The problem: Copy out each line of the entries where the word "grass" is present.

Records excerpted from a collection:
== == ==

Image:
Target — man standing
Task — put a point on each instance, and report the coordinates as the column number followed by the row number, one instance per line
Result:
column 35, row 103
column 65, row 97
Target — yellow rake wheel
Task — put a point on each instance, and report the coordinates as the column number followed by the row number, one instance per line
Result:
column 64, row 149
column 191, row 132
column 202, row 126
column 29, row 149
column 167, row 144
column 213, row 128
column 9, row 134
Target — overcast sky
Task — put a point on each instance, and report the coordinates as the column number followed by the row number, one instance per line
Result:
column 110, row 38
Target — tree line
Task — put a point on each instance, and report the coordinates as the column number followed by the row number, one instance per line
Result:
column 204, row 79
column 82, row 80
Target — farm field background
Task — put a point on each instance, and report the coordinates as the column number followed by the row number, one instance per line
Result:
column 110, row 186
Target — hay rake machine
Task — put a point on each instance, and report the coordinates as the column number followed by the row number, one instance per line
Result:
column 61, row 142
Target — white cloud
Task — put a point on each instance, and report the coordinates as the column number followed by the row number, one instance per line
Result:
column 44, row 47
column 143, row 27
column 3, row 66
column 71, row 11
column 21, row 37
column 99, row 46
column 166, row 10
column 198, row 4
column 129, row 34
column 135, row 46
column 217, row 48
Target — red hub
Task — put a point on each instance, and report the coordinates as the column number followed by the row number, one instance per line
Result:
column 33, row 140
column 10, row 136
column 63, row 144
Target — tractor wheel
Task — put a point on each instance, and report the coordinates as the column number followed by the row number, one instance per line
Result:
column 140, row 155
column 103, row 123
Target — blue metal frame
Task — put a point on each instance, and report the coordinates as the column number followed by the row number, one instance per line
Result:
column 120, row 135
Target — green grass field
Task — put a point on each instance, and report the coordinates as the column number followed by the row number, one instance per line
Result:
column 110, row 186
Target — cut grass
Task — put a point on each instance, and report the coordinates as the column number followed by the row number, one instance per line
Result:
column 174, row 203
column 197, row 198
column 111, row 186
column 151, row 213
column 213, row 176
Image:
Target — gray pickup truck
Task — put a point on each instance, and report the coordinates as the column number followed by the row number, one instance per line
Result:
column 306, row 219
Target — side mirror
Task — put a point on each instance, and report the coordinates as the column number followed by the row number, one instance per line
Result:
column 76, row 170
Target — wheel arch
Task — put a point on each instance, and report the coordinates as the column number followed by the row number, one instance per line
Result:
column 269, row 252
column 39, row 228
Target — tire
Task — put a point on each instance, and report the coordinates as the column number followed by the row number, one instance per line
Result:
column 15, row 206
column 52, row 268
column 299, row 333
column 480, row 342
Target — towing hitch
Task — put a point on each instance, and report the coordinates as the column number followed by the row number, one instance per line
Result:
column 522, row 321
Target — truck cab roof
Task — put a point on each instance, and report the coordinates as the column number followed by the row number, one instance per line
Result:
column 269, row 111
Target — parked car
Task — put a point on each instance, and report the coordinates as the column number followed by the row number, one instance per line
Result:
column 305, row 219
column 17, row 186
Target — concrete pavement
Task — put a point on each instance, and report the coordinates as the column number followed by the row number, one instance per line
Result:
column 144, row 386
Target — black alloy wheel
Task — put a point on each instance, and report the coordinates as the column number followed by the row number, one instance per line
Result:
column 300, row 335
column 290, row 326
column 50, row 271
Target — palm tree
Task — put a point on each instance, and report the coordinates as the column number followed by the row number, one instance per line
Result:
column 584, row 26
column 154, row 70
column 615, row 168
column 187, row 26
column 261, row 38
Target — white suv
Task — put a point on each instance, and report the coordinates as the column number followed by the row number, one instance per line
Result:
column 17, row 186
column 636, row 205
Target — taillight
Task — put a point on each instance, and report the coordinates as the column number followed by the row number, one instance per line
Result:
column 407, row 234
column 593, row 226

== == ==

Answer box:
Target — green grass field
Target — cut grass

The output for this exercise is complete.